● **Your goal**
Filter the records below, keeping every line that contains the word "Query". Case counts.
====
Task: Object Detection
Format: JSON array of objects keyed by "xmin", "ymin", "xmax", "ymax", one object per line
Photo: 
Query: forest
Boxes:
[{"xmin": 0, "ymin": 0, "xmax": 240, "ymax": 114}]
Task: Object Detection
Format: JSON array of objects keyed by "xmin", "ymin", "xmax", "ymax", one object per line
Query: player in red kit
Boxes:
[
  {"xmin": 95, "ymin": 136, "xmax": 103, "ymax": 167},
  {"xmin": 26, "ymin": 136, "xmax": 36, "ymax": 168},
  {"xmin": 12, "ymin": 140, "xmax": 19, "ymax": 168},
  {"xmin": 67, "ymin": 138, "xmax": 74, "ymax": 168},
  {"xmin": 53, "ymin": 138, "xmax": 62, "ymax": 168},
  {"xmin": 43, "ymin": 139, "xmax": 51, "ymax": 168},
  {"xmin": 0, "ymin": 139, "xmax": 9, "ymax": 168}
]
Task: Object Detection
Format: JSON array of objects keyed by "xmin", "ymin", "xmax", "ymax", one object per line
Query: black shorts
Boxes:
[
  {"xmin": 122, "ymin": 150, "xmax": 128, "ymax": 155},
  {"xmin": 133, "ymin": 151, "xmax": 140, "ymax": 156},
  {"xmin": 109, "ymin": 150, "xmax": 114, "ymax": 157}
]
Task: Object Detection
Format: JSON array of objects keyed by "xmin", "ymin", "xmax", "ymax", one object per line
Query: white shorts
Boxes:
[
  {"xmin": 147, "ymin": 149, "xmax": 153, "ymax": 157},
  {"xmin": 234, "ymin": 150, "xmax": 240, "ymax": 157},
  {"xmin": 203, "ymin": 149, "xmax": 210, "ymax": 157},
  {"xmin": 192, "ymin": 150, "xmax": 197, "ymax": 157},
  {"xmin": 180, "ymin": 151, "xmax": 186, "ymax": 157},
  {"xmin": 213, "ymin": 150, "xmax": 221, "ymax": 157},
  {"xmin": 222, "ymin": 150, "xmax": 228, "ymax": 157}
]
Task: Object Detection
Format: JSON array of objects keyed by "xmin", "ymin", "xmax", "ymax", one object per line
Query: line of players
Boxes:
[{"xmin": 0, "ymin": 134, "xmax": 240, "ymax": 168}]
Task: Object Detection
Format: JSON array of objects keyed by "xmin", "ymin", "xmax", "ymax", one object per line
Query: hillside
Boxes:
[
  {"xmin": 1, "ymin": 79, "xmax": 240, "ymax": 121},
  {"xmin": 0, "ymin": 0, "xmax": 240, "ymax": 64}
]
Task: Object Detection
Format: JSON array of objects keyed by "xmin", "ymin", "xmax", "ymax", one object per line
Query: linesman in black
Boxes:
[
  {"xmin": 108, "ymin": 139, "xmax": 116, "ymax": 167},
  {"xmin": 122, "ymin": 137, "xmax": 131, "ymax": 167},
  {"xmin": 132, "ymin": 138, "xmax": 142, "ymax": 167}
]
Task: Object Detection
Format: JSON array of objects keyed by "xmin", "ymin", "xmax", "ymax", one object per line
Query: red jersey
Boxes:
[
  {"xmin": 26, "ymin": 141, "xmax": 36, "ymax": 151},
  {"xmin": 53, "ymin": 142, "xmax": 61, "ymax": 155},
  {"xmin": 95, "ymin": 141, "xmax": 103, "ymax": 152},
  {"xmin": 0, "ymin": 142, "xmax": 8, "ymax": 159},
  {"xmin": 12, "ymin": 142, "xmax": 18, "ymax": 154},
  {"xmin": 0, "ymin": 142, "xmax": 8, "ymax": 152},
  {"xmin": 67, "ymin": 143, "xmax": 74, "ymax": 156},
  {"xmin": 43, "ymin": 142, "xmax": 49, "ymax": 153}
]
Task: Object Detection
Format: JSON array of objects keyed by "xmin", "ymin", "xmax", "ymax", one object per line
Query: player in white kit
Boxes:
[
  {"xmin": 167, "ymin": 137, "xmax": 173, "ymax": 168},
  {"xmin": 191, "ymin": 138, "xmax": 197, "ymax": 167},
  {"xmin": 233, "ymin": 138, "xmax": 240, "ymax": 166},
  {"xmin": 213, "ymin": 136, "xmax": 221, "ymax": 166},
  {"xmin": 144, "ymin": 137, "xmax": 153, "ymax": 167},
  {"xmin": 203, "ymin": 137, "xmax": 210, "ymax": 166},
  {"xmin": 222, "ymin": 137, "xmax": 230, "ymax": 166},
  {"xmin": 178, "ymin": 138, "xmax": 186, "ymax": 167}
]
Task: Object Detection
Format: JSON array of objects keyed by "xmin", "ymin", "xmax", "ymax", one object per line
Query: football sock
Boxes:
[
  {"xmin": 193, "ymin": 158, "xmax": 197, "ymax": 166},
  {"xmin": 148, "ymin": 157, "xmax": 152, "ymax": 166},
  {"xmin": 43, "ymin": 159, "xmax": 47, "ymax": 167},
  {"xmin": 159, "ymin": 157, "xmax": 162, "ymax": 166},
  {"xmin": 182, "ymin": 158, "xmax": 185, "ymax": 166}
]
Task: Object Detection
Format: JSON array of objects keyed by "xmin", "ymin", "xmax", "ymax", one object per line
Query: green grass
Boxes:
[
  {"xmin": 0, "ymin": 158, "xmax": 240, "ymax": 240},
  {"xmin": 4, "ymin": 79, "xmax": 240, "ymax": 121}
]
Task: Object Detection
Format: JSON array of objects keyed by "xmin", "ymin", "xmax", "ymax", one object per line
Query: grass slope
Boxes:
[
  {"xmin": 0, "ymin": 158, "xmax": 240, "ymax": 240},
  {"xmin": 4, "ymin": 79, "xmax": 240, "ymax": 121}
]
====
● **The output**
Query: forest
Query: player in red kit
Query: black shorts
Query: white shorts
Query: line of players
Query: hillside
Query: linesman in black
Query: red jersey
Query: player in white kit
Query: football sock
Query: green grass
Query: grass slope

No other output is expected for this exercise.